__Your goal__. Please write out again every line from the one containing "Where can the white snow" through the last line, both included, shifting each coordinate up by 133.

__Supplied information__.
§

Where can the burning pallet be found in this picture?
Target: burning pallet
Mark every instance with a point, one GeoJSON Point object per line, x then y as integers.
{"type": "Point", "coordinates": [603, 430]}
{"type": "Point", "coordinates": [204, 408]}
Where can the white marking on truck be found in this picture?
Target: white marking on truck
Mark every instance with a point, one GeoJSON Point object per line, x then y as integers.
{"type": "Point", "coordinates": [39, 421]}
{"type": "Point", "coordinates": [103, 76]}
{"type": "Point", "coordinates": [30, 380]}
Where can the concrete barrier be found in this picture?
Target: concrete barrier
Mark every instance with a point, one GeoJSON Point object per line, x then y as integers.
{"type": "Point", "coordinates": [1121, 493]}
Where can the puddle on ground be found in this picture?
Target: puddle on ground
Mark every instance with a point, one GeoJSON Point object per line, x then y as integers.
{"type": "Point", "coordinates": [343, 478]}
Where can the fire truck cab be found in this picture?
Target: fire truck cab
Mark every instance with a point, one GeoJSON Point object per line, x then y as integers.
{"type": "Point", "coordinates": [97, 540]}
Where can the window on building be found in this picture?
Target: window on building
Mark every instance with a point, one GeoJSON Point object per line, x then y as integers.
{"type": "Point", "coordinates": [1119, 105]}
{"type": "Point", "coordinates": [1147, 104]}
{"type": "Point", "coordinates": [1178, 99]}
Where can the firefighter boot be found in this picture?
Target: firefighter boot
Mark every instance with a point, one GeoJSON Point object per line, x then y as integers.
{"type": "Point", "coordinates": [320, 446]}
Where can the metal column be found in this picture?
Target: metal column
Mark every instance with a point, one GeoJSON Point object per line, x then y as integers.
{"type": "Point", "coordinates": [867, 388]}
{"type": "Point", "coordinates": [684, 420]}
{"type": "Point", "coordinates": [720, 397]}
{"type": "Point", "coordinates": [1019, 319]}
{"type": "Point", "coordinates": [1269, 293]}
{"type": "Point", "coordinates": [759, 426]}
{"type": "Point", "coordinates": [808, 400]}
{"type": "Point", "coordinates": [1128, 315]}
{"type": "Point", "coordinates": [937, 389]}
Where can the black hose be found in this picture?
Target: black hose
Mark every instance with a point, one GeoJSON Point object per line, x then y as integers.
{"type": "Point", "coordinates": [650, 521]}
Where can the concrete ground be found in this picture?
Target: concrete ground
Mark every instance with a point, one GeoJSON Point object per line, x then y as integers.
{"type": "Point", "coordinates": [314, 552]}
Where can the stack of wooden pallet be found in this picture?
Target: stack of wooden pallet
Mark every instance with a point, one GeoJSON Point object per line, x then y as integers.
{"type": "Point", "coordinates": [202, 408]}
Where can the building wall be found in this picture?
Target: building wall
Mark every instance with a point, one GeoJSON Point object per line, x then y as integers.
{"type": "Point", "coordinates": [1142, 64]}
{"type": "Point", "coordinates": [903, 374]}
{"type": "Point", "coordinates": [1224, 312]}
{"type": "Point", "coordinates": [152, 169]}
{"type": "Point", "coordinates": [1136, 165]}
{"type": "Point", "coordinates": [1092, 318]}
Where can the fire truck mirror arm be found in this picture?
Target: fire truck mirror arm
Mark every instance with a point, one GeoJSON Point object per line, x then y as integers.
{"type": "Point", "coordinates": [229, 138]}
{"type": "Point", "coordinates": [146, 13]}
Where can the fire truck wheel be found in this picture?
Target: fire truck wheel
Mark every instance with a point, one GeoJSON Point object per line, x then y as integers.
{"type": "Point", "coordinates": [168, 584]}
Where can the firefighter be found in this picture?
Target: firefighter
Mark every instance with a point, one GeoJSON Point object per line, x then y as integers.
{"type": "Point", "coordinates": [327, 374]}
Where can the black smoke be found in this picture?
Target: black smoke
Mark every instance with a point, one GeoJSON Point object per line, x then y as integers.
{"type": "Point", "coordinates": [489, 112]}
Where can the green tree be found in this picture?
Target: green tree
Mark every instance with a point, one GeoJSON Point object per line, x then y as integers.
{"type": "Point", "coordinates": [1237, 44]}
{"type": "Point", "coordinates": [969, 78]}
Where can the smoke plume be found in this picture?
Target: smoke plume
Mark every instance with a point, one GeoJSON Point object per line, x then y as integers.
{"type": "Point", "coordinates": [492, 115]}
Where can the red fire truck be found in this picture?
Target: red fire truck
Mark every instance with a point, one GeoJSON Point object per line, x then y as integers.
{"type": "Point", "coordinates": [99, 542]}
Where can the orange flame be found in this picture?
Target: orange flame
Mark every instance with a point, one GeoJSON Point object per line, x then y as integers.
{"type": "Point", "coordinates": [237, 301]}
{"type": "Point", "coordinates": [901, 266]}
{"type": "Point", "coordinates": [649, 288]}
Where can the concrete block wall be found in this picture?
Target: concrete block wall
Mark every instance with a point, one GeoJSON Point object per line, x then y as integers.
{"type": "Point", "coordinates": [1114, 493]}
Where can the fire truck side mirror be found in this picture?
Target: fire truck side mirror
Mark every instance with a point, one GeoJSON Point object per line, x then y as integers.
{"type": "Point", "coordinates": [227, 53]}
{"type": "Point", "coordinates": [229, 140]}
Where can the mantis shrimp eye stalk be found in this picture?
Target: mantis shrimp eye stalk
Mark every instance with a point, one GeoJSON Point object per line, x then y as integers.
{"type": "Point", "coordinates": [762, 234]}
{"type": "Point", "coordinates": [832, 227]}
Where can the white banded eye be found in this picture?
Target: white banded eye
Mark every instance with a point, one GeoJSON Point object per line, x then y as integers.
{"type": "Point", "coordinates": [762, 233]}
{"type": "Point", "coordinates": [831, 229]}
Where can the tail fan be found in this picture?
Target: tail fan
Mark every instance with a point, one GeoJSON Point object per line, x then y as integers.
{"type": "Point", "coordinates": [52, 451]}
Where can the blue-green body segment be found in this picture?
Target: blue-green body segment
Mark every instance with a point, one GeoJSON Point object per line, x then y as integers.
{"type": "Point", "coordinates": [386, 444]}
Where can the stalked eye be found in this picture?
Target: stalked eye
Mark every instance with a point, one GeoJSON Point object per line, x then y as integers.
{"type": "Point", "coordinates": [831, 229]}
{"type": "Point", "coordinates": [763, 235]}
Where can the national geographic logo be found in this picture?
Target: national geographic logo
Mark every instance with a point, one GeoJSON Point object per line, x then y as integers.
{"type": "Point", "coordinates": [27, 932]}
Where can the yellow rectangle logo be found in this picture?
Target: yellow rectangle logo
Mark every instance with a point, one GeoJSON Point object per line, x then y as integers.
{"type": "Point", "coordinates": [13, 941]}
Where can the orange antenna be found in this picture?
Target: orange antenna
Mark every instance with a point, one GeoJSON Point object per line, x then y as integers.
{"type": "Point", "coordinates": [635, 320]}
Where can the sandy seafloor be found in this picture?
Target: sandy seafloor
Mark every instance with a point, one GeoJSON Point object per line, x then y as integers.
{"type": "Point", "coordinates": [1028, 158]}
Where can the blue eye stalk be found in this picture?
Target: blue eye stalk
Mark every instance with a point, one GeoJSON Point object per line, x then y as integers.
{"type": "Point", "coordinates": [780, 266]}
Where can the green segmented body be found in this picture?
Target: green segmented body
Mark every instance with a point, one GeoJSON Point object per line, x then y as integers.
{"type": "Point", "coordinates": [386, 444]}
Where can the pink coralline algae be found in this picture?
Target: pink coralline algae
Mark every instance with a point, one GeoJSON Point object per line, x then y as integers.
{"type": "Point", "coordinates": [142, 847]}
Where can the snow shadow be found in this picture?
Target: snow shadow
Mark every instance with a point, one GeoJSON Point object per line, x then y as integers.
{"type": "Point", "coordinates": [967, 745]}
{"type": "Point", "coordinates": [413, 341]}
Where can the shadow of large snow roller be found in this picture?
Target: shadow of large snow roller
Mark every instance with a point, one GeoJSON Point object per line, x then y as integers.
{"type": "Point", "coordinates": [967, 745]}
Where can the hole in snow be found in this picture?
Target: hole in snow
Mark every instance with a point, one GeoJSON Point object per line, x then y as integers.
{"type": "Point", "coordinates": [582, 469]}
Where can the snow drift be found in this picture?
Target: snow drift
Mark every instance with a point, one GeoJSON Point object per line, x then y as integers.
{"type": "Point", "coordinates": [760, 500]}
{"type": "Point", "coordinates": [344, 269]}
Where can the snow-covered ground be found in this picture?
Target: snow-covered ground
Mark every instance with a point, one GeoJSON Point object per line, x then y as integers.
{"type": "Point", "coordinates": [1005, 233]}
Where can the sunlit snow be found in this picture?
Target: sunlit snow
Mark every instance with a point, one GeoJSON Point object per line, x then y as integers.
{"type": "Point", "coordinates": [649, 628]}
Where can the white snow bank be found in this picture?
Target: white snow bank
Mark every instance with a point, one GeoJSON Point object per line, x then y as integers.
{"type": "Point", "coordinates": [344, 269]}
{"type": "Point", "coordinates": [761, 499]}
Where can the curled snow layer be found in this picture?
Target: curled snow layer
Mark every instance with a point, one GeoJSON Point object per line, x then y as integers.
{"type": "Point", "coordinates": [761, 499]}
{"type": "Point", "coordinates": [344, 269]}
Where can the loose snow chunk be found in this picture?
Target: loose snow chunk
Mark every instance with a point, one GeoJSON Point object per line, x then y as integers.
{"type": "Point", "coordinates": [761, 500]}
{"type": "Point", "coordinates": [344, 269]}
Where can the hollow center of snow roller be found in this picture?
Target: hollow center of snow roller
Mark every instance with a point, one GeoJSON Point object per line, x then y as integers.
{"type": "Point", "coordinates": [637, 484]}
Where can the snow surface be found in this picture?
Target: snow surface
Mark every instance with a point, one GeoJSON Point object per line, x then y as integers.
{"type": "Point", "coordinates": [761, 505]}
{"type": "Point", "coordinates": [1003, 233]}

§

__Task output__.
Where can the white snow bank be found in this picture?
Target: white snow bank
Mark every instance with a point, one GeoJSON Point object per line, x then y as integers.
{"type": "Point", "coordinates": [477, 402]}
{"type": "Point", "coordinates": [894, 632]}
Where can the curled snow layer be found in this picture?
Target: curled snow layer
Mark every instance with a point, one GeoJSON Point object per line, x then y as integers.
{"type": "Point", "coordinates": [894, 632]}
{"type": "Point", "coordinates": [477, 402]}
Where can the loose snow chunk be found in this picture?
Target: loose snow chunk
Mark every instance with a point, one GeoJSON Point object per line, x then y as integers.
{"type": "Point", "coordinates": [894, 633]}
{"type": "Point", "coordinates": [477, 402]}
Where can the hollow center of snow roller be found in this picture?
Target: hollow center of snow roller
Mark every instance with a point, one GeoJSON Point object per line, x then y as integers.
{"type": "Point", "coordinates": [770, 617]}
Where can the snow surface be found in this picture?
Target: snow surface
Mark every instance with a point, one GeoJSON Point object per line, x then y as integers.
{"type": "Point", "coordinates": [894, 638]}
{"type": "Point", "coordinates": [1136, 366]}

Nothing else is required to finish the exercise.